JOBS
• A. In the post about proving the maximum subarray algorithm, what starting values does max_sum pass to helper for max_now, max_so_far and index?
• B. Pick up the post about proving the maximum subarray algorithm right after its last sentence, and carry it on in the same voice.

DOCUMENT
Using induction to prove linear maximum subarray algorithm

Question

Here's my implementation of Kadane's algorihm that I wrote OCaml:

let rec helper max_now max_so_far f n index = 
  if n < index then max_so_far
  else if max_now + f index < 0 
  then helper 0 max_so_far f n (index+1)
  else helper (max_now + (f index)) 
      (max max_so_far (max_now + (f index))) f n (index+1)

let max_sum f n = helper 0 0 f n 1

Now I want to prove formally that it is correct. My code's specification:

The function f for arguments 1 to n returns an integer. The function max_sum with parametres f n should return the biggest sum of sums:

Where 1<=a<=b<=n.

DATA LINES
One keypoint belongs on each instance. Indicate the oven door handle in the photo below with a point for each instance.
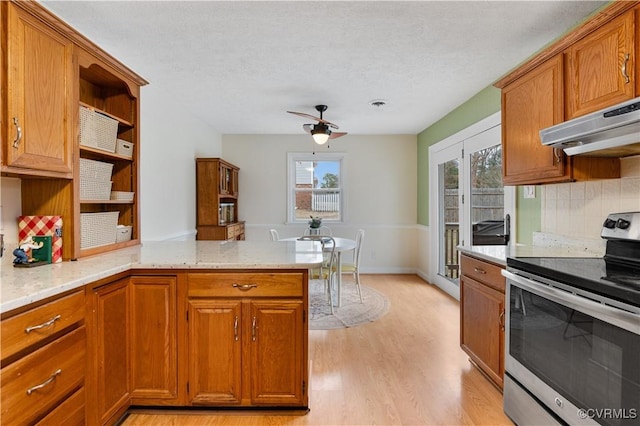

ANSWERS BELOW
• A. 0 for max_now, 0 for max_so_far, and 1 for index.

• B.
You don't need to analyse my code - I'm just trying to prove that Kadane's algorithm works using induction. The problem is I don't know how to approach this problem - proving simple procedures like factoring or factorials is quite straightforward but when it comes to something more abstract like finding the subarray with maximum sum I don't even know where to start. Any hints?

Answer 1

The basis of the induction won't go through, since the algorithm and the specification disagree on whether an empty subarray (having sum 0) is allowed. I'm going to follow the specification, which disallows empty subarrays.

The inductive step is as follows. For all k, define

max_now  = max_{a in 1..k  } sum_{i in a..k  } f(i)
max_now' = max_{a in 1..k+1} sum_{i in a..k+1} f(i)
max_so_far  = max_{b in 1..k  } max_{a in 1..b} sum_{i in a..b} f(i)
max_so_far' = max_{b in 1..k+1} max_{a in 1..b} sum_{i in a..b} f(i).

We need to show that

max_now' = max(max_now, 0) + f(k+1)
max_so_far' = max(max_so_far, max_now').

Both equalities are proved by splitting a max.

max_now' =      max_{a in 1..k+1} sum_{i in a  ..k+1} f(i)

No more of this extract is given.